● **DESCRIPTION OF THE TASK**:
Find the word "below" in the data, then copy each line where it is found.

-- DATASET RECORDS follows --

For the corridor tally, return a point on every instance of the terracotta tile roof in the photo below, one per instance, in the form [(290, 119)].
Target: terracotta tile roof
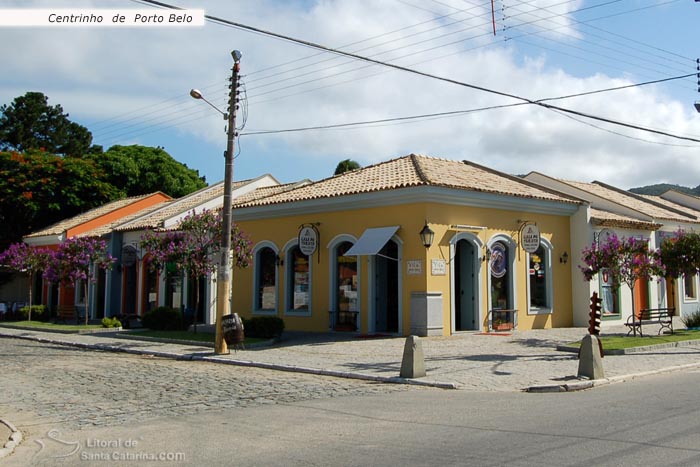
[(264, 192), (672, 205), (156, 218), (609, 219), (108, 228), (66, 224), (633, 201), (410, 171)]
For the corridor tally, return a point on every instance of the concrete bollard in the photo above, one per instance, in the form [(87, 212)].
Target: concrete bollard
[(590, 362), (413, 363)]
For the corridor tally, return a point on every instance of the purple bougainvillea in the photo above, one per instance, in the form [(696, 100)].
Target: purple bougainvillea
[(22, 258), (626, 260), (76, 260), (195, 246)]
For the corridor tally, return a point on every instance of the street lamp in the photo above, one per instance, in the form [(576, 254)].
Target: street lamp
[(223, 274)]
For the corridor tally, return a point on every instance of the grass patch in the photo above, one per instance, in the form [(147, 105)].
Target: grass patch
[(619, 342), (188, 336), (42, 326)]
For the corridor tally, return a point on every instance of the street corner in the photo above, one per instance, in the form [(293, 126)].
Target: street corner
[(10, 438)]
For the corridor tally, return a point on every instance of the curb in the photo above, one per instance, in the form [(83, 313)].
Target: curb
[(135, 337), (247, 363), (633, 350), (62, 331), (589, 384), (15, 438)]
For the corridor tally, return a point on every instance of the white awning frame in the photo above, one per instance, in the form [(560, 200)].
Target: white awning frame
[(372, 240)]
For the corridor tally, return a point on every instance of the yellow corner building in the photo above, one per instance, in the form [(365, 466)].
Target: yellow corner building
[(415, 245)]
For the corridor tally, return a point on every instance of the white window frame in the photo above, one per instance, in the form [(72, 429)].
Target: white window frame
[(333, 271), (256, 283), (549, 309)]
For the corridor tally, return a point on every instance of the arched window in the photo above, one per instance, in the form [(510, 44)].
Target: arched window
[(540, 279), (345, 275), (265, 299), (298, 281)]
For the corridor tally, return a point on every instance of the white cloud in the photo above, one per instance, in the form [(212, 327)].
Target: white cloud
[(145, 74)]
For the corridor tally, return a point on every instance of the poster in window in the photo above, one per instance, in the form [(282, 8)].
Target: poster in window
[(607, 295), (268, 298), (497, 263)]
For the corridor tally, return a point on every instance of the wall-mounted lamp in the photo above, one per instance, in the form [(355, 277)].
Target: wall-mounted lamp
[(427, 236)]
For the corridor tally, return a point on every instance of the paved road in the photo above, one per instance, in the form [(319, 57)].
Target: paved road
[(45, 386), (411, 427)]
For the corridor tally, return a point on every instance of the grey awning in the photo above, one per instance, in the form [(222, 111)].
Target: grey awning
[(372, 240)]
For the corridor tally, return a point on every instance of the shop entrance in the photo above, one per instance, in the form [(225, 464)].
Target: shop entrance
[(386, 288), (129, 278), (465, 287)]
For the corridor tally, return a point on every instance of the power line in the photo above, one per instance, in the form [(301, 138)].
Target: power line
[(462, 112), (385, 34), (428, 75)]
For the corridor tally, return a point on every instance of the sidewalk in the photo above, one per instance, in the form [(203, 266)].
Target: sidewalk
[(525, 360)]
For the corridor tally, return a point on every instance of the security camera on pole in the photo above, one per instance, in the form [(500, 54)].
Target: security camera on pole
[(223, 273), (590, 363)]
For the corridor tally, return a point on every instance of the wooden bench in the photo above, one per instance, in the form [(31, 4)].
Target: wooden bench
[(660, 316), (66, 313)]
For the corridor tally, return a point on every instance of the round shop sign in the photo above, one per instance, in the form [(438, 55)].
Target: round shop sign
[(308, 240), (531, 238)]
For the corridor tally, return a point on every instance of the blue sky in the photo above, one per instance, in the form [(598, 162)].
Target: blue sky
[(130, 86)]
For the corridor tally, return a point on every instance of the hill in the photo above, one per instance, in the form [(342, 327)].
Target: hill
[(660, 188)]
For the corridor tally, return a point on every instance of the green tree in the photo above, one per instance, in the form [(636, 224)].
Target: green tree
[(346, 166), (31, 123), (139, 170), (38, 189)]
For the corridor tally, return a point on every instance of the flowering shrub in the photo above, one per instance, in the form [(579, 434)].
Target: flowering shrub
[(680, 254), (76, 260), (195, 246), (21, 257), (625, 259)]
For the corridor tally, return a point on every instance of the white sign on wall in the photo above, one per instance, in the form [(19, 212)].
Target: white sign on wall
[(438, 267), (531, 238), (308, 241), (414, 267)]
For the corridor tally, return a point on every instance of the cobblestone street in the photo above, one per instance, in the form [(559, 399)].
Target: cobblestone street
[(62, 386)]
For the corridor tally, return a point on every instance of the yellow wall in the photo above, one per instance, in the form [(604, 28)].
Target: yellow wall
[(411, 218)]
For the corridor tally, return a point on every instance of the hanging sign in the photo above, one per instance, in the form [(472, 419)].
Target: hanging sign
[(498, 260), (414, 267), (308, 240), (128, 255), (604, 236), (530, 238)]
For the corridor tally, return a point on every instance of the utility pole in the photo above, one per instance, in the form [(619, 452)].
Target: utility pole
[(223, 276)]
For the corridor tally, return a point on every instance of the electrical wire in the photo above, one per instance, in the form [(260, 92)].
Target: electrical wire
[(309, 81), (424, 74)]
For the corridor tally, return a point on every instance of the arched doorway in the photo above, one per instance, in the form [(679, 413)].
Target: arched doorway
[(386, 288), (465, 286)]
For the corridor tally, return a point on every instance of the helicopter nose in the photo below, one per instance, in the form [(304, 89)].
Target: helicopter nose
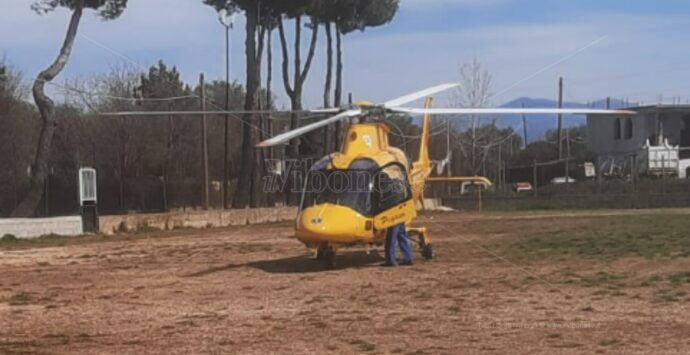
[(330, 223)]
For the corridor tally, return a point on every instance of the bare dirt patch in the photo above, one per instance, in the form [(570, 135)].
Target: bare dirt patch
[(255, 290)]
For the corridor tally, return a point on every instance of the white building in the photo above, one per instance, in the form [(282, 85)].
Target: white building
[(657, 137)]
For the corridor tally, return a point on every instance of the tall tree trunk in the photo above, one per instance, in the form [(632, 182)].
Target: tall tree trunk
[(338, 84), (294, 90), (327, 86), (46, 107), (269, 79), (244, 189)]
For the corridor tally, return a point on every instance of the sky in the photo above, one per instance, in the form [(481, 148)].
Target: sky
[(635, 49)]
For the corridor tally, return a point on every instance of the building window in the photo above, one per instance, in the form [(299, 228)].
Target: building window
[(628, 128)]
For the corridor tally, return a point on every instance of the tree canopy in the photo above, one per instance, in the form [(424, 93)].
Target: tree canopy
[(107, 9)]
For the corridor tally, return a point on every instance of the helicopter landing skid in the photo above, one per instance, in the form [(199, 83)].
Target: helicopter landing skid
[(325, 254), (424, 241)]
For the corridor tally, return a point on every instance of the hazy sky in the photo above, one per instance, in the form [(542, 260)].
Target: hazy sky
[(635, 49)]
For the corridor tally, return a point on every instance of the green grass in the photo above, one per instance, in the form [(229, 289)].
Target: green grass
[(605, 238)]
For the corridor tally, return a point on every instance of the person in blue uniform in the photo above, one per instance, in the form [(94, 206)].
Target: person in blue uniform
[(398, 235)]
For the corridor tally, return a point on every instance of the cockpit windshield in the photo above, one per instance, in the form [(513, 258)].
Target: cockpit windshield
[(364, 187)]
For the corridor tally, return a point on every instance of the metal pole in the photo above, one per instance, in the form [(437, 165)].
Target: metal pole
[(560, 118), (14, 174), (534, 178), (227, 117), (524, 127), (204, 141)]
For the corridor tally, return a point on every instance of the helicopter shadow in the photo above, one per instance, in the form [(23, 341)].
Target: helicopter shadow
[(305, 264)]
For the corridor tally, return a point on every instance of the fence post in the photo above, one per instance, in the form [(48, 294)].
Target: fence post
[(633, 173), (663, 174), (479, 198), (204, 142), (534, 179), (567, 175)]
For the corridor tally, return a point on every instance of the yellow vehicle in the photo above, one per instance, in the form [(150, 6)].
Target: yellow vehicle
[(353, 196)]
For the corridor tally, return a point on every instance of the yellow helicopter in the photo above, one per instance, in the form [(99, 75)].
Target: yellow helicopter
[(353, 196)]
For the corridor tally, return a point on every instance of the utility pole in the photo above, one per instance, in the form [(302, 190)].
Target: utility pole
[(560, 118), (227, 20), (204, 140), (524, 127)]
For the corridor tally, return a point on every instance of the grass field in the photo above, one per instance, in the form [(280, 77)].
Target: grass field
[(528, 282)]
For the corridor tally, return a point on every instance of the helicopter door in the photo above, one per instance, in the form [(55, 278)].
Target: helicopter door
[(392, 197)]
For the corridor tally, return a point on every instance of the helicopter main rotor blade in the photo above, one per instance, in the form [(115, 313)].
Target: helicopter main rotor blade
[(212, 113), (288, 136), (509, 111), (419, 95)]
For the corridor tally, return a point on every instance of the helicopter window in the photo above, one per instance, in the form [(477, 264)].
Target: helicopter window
[(349, 188), (391, 187), (363, 188)]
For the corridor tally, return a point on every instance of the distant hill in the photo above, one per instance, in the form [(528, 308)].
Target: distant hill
[(538, 125)]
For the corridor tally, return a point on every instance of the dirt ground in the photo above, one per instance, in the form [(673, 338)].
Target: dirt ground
[(255, 290)]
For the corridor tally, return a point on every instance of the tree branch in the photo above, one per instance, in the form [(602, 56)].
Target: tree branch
[(286, 59), (310, 56)]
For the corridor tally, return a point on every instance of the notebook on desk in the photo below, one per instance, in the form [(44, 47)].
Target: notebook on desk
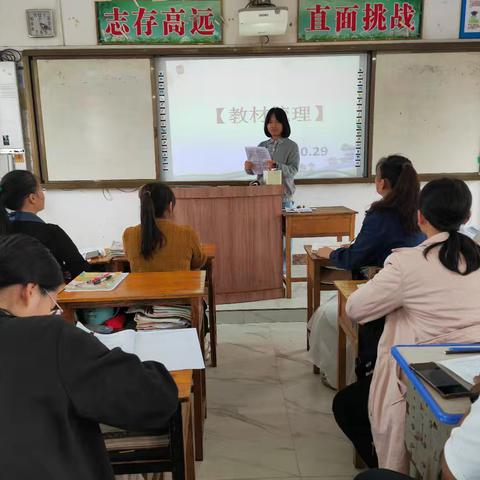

-- DATASET RECORDS concluded --

● **EXERCISE SOLUTION**:
For the corridor tally, return a point on every instance of the terracotta tile roof in the photo below, one per instance, in the form [(290, 119)].
For the corridor tally, return a point on every instance of the helicopter nose in the photo below, one per instance, in the form [(304, 89)].
For the corridor tally, return a point on every instance of the notebook on desk in the photo below, one per instance, in the form [(44, 47)].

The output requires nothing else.